__Saved entries__
%%

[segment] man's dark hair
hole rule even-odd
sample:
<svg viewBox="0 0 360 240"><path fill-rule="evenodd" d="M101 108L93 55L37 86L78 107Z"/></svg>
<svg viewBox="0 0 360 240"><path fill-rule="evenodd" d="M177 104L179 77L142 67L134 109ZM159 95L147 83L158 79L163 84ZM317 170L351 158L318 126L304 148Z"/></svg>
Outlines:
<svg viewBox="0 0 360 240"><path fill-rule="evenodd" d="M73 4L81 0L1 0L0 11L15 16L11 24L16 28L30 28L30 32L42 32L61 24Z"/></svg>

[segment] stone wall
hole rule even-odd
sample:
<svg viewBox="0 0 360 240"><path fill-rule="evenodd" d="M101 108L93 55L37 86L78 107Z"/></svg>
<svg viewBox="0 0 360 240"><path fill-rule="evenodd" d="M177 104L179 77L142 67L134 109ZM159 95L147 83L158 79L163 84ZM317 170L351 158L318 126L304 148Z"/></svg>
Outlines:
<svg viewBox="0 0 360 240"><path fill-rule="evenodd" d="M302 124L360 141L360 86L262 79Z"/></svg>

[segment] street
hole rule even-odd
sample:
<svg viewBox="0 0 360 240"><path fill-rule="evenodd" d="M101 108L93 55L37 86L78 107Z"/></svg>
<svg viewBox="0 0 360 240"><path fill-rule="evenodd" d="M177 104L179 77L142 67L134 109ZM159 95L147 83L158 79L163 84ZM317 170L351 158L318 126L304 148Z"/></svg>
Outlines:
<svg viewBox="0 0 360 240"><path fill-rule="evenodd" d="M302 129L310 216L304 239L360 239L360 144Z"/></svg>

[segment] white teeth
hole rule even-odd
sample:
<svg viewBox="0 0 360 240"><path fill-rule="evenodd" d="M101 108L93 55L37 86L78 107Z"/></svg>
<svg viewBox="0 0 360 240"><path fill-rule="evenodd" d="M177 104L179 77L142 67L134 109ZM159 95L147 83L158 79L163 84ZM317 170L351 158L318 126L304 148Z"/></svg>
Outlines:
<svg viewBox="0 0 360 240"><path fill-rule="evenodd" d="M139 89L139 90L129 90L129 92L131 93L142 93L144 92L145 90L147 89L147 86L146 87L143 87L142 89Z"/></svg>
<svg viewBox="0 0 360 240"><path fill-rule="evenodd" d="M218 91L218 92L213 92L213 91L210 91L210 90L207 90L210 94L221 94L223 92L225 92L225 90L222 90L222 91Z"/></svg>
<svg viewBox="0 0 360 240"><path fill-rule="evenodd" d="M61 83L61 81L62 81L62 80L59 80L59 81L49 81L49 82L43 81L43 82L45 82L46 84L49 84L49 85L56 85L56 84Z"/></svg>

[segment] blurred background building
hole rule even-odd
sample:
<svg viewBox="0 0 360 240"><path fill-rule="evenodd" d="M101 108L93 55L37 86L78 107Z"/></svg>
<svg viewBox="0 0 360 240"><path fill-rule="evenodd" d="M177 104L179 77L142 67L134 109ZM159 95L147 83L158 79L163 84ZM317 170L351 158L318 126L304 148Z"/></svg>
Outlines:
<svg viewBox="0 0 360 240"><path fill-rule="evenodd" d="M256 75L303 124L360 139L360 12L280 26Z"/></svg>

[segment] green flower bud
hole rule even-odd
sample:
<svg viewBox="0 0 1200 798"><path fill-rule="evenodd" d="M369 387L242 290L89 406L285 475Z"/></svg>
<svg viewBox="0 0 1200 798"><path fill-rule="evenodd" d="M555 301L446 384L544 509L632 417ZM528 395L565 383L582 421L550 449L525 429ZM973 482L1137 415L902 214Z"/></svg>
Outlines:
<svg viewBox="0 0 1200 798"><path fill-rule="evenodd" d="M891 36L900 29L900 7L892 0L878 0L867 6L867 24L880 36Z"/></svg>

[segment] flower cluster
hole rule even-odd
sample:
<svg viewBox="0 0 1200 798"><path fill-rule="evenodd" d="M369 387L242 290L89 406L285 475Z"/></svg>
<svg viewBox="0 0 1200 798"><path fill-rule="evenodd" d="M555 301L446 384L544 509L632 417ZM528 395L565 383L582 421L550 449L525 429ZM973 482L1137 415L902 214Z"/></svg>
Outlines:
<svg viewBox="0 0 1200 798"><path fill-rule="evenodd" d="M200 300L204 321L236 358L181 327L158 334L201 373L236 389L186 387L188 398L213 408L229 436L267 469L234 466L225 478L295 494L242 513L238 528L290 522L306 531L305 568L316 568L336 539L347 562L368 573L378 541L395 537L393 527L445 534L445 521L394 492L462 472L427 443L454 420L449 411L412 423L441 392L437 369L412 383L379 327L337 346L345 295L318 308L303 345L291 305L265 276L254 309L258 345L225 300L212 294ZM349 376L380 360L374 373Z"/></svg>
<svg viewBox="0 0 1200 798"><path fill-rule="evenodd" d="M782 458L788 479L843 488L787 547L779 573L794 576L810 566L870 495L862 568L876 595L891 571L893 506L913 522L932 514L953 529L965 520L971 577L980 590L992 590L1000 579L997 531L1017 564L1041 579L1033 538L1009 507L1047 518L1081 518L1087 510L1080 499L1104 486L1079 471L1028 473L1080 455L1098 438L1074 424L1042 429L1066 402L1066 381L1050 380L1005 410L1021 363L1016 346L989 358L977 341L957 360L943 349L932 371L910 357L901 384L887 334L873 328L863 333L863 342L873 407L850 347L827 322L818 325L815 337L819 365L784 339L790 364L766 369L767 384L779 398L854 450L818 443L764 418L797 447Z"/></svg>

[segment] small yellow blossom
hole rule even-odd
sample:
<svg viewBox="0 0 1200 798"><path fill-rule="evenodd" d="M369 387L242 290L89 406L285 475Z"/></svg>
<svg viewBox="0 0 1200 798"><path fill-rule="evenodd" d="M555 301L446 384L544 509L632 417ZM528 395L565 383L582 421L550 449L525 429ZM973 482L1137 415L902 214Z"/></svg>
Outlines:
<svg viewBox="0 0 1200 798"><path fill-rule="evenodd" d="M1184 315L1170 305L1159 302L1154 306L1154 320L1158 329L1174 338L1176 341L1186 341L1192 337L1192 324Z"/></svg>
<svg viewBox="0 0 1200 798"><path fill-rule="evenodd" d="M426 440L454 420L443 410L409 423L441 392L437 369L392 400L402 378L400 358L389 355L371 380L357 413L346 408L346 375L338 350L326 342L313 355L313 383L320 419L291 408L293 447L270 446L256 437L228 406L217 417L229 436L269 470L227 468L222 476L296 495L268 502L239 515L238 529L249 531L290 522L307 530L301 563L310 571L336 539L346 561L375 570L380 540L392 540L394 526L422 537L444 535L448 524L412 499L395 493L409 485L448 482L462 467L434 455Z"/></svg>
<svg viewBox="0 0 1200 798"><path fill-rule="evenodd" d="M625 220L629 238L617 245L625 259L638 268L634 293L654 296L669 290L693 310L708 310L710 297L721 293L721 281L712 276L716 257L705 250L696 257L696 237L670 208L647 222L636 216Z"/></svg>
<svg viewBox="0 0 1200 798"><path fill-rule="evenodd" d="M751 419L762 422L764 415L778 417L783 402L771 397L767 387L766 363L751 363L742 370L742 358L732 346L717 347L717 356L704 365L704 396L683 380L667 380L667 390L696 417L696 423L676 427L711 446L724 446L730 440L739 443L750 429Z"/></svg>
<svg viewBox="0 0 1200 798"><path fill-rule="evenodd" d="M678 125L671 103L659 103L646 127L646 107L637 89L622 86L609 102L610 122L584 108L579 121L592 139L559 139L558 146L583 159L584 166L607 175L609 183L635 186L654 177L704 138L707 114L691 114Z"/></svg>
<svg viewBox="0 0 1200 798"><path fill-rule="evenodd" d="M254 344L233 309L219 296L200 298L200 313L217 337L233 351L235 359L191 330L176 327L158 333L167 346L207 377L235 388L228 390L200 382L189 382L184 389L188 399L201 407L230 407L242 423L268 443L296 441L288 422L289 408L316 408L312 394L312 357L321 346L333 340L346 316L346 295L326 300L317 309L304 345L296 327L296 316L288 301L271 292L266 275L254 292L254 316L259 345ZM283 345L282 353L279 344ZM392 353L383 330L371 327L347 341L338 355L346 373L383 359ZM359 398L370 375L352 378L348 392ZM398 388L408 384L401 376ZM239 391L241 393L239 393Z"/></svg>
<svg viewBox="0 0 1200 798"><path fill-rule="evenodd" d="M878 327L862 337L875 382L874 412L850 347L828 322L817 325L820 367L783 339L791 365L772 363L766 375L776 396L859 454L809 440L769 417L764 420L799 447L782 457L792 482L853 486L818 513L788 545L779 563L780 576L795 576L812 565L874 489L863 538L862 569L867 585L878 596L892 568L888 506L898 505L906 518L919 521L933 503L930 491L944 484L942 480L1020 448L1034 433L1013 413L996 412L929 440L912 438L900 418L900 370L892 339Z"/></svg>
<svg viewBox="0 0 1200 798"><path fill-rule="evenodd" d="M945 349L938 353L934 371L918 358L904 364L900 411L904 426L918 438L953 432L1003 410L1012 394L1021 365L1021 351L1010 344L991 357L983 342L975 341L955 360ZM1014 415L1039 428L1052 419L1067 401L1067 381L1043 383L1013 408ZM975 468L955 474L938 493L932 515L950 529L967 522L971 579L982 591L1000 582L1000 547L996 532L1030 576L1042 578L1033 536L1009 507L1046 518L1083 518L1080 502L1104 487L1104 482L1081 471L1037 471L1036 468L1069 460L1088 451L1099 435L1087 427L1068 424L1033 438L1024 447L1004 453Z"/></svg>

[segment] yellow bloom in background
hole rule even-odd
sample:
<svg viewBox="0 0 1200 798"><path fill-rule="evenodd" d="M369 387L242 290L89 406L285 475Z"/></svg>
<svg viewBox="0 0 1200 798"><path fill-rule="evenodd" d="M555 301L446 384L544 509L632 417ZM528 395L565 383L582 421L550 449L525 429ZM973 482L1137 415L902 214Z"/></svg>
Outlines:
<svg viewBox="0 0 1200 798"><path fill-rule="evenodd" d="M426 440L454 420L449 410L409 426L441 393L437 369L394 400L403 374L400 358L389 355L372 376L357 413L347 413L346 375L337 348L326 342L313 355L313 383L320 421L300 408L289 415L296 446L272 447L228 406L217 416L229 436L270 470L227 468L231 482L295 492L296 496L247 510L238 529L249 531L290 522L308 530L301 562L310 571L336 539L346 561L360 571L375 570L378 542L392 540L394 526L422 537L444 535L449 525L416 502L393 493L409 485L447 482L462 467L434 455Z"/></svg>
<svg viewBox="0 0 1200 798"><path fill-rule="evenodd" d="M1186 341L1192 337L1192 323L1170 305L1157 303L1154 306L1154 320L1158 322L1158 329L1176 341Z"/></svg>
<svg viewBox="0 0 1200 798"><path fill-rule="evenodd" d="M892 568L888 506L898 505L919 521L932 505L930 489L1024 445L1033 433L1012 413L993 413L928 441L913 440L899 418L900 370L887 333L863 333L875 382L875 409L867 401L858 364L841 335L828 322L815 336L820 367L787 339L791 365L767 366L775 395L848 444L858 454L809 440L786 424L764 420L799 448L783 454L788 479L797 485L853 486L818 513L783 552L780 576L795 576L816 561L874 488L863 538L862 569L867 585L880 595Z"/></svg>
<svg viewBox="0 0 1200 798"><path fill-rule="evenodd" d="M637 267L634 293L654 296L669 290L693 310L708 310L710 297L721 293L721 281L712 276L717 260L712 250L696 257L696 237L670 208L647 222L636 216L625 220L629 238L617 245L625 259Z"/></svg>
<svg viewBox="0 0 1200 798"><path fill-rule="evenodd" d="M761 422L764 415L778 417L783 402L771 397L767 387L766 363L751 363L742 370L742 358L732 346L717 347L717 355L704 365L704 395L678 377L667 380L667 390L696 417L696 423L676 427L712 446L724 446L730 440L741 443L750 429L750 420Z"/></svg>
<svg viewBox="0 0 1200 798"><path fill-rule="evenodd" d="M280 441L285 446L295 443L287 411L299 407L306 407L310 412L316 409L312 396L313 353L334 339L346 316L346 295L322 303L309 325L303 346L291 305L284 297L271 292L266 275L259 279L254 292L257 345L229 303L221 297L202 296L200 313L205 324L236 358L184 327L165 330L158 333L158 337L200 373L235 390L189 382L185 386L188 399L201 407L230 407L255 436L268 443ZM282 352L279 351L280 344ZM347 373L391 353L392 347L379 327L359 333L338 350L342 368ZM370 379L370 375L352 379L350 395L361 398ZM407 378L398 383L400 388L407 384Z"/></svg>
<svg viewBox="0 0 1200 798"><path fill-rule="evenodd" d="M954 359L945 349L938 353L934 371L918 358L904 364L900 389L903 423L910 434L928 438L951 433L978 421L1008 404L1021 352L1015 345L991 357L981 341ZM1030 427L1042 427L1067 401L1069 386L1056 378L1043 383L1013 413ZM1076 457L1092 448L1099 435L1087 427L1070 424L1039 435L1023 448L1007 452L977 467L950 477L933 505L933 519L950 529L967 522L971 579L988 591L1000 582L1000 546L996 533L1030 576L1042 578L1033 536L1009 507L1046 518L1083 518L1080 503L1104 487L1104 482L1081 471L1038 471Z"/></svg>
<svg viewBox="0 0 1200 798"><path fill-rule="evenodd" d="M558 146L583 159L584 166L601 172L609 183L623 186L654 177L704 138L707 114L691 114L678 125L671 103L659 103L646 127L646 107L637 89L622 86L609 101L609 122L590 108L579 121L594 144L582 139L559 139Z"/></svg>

%%

__Task requirements__
Among the preceding records, how many lines include the word "yellow"? Reply with the number only.

__Output of the exercise__
2